> **TASK TO CARRY OUT**:
Scan the data. Collect each line that contains the word "striped".

> **DATA SUPPLIED**:
################
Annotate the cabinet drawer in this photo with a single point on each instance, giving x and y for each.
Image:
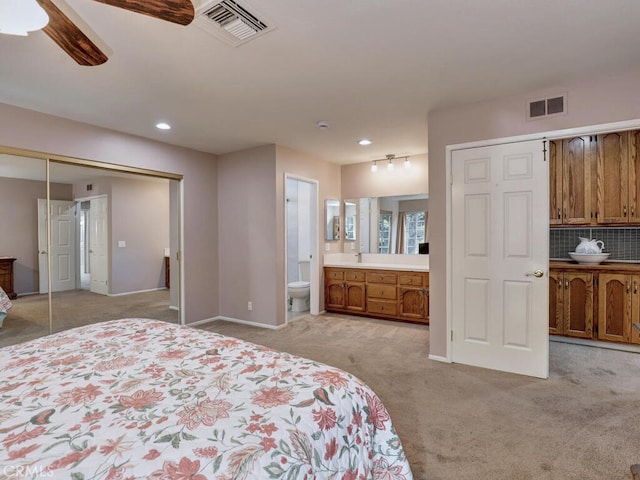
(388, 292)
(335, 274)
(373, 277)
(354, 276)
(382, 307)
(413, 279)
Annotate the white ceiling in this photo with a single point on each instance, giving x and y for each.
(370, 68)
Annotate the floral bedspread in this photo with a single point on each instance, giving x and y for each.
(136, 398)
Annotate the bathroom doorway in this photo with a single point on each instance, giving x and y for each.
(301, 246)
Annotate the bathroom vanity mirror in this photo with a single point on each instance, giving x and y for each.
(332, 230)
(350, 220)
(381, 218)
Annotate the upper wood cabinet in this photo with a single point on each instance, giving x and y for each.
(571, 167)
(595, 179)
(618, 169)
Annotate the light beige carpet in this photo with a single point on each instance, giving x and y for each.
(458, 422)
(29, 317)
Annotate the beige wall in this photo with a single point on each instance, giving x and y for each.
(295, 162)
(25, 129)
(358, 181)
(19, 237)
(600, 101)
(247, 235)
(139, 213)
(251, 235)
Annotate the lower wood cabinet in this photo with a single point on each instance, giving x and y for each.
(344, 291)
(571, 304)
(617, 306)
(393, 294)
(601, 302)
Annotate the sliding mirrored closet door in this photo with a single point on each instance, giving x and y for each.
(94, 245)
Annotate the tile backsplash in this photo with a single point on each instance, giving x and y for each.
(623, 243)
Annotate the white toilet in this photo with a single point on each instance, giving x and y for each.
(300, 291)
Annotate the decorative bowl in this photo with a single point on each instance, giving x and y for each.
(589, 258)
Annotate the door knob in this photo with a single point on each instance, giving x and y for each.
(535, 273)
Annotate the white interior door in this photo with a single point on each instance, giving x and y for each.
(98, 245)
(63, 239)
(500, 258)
################
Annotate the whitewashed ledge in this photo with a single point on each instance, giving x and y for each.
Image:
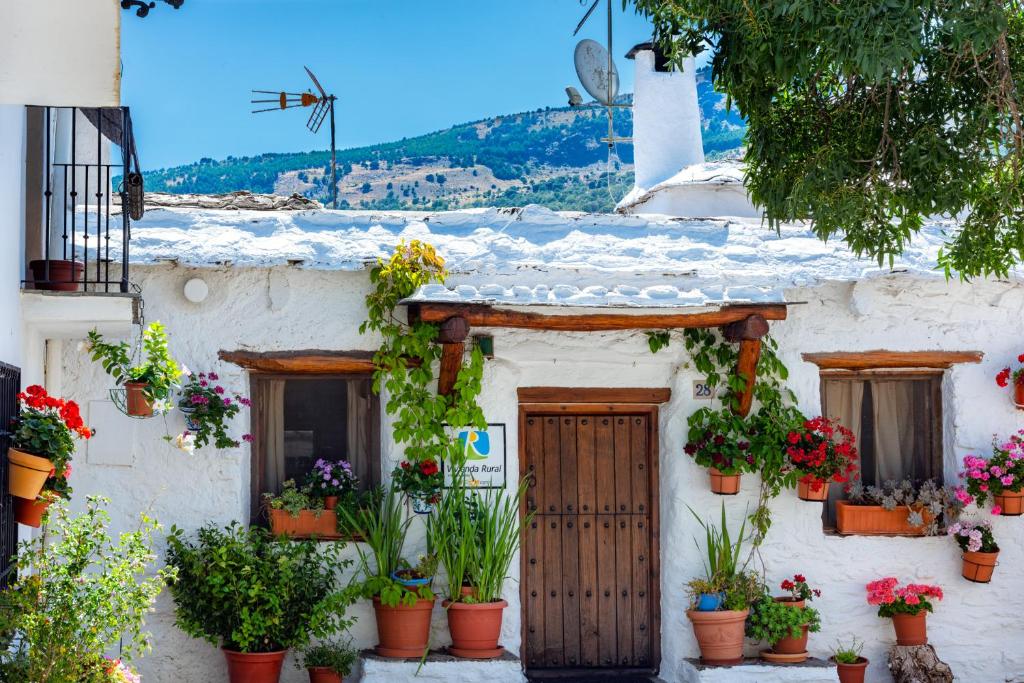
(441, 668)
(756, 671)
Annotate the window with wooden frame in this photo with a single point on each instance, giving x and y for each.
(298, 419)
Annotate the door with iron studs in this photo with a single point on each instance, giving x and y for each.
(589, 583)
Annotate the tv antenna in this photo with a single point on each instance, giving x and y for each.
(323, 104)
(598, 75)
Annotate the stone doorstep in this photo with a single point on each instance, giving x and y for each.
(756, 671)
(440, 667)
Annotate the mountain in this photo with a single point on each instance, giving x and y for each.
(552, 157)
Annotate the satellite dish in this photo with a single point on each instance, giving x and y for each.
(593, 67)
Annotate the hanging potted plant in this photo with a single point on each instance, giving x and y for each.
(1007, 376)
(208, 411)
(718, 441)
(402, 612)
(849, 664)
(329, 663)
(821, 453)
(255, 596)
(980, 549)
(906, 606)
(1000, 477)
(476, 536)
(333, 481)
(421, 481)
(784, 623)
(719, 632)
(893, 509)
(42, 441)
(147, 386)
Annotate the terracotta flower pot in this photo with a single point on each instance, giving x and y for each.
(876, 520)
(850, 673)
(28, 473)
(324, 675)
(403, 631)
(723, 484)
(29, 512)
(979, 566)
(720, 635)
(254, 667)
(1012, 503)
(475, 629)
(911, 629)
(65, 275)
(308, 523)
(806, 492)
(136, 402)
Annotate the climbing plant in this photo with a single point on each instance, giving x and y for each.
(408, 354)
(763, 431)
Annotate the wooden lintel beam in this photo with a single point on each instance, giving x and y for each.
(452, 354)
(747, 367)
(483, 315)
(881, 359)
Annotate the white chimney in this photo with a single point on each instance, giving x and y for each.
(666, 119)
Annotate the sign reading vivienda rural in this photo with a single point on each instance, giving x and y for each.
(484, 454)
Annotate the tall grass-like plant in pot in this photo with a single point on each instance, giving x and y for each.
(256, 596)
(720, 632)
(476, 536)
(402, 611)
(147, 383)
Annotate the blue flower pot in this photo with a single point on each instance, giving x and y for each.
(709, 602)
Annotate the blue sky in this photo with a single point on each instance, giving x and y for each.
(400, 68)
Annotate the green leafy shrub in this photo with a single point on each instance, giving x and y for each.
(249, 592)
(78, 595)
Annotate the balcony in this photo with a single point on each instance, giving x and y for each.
################
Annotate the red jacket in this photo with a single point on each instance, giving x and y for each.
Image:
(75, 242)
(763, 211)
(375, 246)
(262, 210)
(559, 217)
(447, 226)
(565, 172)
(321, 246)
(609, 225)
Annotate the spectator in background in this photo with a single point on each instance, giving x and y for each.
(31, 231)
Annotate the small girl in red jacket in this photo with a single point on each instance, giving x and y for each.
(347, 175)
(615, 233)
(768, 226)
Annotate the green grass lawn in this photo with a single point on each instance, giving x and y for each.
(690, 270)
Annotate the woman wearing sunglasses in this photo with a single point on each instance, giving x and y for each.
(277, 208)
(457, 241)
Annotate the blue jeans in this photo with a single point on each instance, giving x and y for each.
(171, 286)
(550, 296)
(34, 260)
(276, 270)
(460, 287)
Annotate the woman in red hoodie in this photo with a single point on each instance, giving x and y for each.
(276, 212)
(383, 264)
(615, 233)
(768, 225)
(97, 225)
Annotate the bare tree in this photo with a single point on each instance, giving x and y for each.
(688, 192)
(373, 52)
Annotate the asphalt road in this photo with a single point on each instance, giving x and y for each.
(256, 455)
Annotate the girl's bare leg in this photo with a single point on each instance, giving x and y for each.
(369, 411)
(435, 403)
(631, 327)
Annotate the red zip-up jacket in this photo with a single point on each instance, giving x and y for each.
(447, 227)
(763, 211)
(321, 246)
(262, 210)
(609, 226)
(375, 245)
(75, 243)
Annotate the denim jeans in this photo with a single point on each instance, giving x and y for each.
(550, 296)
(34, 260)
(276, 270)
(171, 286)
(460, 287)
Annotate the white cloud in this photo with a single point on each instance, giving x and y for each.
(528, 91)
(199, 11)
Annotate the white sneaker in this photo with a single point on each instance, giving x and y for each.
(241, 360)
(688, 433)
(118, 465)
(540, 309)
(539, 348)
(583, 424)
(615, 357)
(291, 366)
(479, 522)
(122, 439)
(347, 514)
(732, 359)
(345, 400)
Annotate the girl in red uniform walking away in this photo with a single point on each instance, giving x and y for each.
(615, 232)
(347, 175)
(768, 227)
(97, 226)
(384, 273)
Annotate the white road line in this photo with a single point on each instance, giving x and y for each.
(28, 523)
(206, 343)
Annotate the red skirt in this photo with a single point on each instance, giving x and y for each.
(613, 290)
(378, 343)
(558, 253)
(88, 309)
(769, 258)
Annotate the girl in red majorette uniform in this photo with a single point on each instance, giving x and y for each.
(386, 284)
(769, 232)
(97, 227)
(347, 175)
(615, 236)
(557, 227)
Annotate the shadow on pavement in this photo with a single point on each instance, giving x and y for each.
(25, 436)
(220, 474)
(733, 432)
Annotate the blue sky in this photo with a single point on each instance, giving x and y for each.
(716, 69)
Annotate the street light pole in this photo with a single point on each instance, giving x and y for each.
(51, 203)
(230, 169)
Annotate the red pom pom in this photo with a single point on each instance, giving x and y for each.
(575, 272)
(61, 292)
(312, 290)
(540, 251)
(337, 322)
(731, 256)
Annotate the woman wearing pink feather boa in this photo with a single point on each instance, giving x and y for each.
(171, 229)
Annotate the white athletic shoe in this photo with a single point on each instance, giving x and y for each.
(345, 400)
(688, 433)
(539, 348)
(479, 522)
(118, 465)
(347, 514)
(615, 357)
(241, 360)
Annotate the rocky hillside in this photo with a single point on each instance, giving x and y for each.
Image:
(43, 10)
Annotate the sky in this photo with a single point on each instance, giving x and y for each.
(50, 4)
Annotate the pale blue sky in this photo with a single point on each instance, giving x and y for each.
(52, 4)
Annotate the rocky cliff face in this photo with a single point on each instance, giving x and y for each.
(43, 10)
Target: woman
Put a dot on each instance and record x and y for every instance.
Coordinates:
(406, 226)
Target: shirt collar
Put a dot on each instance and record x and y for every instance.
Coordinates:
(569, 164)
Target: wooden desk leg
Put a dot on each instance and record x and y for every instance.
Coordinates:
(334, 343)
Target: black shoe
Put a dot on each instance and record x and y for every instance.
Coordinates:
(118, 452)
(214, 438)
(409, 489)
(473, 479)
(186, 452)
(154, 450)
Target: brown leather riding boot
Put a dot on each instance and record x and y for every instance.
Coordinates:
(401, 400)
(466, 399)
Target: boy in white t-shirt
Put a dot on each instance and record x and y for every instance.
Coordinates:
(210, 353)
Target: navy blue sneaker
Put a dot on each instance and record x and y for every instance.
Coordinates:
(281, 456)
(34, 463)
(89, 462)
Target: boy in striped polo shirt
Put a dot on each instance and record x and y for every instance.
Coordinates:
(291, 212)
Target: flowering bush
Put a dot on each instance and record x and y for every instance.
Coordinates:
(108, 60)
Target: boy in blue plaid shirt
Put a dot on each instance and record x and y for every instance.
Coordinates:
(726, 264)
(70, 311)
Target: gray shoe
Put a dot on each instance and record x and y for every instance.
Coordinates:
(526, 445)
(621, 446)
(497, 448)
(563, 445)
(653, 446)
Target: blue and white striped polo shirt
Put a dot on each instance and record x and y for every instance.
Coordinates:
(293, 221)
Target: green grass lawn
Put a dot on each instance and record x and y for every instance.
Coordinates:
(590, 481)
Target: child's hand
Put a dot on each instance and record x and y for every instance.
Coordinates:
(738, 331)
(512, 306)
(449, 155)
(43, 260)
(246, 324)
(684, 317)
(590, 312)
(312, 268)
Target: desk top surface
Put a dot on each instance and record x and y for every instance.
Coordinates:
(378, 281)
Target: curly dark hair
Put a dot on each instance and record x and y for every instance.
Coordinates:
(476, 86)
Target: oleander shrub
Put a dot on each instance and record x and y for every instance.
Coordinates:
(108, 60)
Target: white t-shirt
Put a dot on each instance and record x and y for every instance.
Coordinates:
################
> **ANSWER FOR THE TASK**:
Target: boy in striped polo shirt
Target: blue and white striped polo shirt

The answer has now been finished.